▶ EXCERPTED PASSAGE:
━━━━━━━━━━━━━━━━━━━━━━━━━━━━━━

Kubernetes Installation Guide

Kubernetes Installation Guide#

This guide walks through deploying JupySQL on Kubernetes using the official JupyterHub Helm chart, with:

Shared JupyterLab instance - All users share one server (expandable to per-team later)
Real-Time Collaboration (RTC) - Multiple users edit notebooks together
Multiple kernels - Each user can run independent computations
Dex OIDC authentication - Authenticate users via your identity provider
CNPG database discovery - Auto-discover PostgreSQL clusters with read-only jupyter user

Prerequisites#

Kubernetes cluster (1.25+)
Helm 3.x installed
kubectl configured for your cluster
nginx-ingress controller
Dex instance (or other OIDC provider)

━━━━━━━━━━━━━━━━━━━━━━━━━━━━━━

▶ WHAT YOU SHOULD DO: State whether each statement agrees with the Kubernetes installation guide, answering yes or no and quoting the guide's deciding words: (a) the cluster must run Kubernetes 1.25 or later; (b) each user receives a separate JupyterLab server from the start; (c) Helm 2 is among the prerequisites. The lines that come next are drawn from a different source than the guide above.

▶ GIVEN INFORMATION:
━━━━━━━━━━━━━━━━━━━━━━━━━━━━━━

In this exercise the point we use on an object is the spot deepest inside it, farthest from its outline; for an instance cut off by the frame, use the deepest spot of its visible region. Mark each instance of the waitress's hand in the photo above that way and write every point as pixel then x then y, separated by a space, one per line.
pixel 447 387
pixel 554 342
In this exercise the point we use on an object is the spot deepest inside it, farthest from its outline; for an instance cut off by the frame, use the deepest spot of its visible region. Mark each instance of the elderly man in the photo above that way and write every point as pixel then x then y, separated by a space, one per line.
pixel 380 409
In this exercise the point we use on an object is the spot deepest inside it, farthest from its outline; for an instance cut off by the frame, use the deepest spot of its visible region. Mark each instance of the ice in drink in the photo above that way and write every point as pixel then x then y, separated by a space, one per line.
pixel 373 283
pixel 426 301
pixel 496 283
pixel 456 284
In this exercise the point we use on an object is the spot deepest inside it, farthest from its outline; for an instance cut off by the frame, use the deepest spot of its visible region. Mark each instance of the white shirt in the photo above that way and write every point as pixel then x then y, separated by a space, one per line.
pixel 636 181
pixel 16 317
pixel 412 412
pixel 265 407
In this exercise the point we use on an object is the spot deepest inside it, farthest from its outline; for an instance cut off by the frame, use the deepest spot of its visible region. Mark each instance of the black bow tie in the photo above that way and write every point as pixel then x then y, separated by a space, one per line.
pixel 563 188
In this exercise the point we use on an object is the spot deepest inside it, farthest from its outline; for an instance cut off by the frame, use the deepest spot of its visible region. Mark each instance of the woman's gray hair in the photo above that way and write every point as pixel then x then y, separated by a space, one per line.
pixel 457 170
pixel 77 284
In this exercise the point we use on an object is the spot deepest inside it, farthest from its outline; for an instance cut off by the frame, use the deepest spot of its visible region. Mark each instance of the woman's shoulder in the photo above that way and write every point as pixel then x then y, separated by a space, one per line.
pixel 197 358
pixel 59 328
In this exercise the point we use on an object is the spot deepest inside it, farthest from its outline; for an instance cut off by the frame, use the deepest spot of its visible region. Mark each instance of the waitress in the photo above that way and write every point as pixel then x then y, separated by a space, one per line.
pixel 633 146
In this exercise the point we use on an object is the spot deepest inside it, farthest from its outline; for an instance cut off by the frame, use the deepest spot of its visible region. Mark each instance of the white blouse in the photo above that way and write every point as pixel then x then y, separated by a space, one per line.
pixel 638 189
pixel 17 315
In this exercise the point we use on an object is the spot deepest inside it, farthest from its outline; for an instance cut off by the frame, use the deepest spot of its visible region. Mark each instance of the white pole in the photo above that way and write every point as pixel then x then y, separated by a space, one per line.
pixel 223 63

━━━━━━━━━━━━━━━━━━━━━━━━━━━━━━

▶ RESULT FOR THIS TASK:
(a) Yes: "Kubernetes cluster (1.25+)"
(b) No: "All users share one server (expandable to per-team later)"
(c) No: "Helm 3.x installed"